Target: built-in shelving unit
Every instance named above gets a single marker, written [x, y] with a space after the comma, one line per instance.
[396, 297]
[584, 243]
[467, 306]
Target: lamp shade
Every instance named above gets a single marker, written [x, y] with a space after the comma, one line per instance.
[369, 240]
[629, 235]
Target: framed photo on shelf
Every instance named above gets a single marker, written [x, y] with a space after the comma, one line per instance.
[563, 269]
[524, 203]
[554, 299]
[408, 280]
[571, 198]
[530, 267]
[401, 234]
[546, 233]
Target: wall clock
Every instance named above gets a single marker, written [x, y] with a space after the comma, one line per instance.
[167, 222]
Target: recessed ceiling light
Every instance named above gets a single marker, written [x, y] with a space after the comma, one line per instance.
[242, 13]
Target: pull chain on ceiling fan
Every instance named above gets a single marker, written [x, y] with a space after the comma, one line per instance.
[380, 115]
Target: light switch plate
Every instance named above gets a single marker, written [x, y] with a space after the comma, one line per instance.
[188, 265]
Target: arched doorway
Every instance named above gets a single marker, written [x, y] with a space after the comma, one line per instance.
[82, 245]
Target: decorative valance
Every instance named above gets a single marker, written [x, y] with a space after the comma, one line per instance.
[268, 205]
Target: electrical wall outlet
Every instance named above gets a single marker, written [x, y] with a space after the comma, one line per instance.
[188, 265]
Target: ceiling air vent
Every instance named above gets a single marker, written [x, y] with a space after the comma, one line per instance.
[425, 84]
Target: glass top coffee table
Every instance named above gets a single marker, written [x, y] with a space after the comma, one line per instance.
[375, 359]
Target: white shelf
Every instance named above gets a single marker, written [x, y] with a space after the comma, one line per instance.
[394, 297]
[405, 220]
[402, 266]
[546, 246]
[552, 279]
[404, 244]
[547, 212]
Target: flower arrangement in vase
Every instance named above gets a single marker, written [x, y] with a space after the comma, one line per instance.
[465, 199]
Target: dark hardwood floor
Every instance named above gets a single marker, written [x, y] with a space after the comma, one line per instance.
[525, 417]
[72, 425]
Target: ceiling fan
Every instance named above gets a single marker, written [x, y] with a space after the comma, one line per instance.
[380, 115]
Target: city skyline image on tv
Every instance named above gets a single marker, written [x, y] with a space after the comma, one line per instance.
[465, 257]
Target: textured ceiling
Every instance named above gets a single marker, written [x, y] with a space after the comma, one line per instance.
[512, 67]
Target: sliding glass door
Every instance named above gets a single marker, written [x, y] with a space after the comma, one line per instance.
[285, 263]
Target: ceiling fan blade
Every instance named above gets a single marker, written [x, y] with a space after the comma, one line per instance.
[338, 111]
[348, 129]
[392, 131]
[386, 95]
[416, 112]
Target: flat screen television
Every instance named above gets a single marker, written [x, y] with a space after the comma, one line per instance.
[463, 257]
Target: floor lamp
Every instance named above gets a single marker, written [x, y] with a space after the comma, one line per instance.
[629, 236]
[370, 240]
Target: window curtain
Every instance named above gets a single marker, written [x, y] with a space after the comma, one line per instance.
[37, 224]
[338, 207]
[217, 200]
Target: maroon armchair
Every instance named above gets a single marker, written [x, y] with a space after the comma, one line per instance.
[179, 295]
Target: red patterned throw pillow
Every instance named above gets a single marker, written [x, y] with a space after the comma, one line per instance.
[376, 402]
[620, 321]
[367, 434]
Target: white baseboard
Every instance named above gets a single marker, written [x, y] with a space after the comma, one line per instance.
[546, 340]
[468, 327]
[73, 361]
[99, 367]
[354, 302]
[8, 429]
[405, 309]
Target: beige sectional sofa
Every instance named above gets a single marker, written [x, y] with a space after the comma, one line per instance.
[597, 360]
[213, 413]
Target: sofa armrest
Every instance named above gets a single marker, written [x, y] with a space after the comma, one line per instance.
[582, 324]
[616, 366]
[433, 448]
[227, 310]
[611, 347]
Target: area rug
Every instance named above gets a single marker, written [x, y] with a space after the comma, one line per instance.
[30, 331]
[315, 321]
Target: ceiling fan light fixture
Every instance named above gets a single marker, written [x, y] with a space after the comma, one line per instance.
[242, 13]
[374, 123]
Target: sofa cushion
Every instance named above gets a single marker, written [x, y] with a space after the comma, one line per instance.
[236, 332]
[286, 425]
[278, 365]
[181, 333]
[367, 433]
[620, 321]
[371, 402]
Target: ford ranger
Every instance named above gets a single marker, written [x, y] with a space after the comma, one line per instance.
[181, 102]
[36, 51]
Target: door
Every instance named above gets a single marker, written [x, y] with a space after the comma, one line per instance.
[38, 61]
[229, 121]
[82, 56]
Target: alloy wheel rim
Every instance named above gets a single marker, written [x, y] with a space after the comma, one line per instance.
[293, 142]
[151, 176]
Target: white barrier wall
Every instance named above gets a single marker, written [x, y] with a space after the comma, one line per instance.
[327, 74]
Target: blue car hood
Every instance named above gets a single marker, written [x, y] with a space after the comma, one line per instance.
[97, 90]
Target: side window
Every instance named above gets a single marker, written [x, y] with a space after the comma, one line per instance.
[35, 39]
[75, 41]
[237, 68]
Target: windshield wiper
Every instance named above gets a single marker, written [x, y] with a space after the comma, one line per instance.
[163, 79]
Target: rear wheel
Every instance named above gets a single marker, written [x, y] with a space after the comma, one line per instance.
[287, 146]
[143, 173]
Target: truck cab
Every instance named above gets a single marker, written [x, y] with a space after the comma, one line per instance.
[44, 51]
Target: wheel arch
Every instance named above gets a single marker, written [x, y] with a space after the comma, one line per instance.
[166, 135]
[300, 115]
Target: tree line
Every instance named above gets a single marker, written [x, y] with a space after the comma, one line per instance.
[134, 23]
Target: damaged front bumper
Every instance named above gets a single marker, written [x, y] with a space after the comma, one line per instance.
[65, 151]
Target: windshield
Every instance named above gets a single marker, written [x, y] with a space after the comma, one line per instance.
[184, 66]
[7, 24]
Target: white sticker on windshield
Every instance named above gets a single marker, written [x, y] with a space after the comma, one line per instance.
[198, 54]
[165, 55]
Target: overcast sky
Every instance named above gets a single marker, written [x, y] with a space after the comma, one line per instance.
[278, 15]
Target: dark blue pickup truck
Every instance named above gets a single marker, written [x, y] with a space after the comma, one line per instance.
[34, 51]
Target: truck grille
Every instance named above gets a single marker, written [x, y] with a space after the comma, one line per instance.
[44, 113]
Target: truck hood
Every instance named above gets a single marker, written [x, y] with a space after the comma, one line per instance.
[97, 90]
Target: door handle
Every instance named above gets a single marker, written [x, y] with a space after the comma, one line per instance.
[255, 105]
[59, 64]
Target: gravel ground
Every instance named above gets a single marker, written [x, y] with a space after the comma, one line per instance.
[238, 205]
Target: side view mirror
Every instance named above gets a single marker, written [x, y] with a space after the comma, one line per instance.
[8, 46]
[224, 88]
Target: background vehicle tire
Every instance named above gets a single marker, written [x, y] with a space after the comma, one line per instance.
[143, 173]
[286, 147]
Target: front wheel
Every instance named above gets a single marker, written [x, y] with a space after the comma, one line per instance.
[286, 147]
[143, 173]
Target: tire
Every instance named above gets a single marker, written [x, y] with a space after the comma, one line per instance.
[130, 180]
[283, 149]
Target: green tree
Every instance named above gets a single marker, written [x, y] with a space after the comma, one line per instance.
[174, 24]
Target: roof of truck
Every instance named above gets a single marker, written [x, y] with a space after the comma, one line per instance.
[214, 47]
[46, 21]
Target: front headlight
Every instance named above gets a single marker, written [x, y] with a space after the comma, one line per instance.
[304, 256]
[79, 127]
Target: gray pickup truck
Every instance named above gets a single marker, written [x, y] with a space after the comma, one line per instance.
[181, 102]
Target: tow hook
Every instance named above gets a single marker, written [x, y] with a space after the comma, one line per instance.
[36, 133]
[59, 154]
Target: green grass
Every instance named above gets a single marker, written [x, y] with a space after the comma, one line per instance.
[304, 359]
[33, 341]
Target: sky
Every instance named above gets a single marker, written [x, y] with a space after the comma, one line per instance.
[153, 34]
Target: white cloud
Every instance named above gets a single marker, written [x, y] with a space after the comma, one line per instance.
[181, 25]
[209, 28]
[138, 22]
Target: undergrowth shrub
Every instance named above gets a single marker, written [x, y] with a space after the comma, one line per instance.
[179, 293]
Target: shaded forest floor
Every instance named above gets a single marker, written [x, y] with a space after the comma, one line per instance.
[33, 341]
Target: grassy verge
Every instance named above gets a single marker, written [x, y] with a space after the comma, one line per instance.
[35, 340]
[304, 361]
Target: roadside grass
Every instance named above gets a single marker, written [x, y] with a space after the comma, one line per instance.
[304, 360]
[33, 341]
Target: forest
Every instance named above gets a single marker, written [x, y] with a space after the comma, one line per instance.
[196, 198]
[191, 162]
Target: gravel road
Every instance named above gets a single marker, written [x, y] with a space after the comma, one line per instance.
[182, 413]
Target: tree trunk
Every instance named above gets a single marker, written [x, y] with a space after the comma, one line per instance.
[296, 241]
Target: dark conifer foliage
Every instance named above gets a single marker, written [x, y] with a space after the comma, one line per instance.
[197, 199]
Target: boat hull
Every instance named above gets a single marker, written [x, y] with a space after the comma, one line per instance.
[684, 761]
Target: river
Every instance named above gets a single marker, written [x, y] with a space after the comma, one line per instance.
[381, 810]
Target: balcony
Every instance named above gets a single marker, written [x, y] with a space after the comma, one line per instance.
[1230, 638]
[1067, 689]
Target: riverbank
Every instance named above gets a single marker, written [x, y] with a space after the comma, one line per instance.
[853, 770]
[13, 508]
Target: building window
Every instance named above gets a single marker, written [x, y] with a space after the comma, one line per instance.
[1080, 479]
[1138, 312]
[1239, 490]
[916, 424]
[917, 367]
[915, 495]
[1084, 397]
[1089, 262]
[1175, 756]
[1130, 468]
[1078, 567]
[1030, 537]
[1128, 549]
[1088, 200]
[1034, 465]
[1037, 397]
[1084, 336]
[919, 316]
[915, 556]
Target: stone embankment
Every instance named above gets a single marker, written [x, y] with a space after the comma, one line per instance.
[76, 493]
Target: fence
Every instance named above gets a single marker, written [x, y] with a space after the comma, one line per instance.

Required work:
Collect, from the material above, every line containing the word "sofa".

Exercise response:
Target: beige sectional sofa
Target: sofa armrest
Target: sofa cushion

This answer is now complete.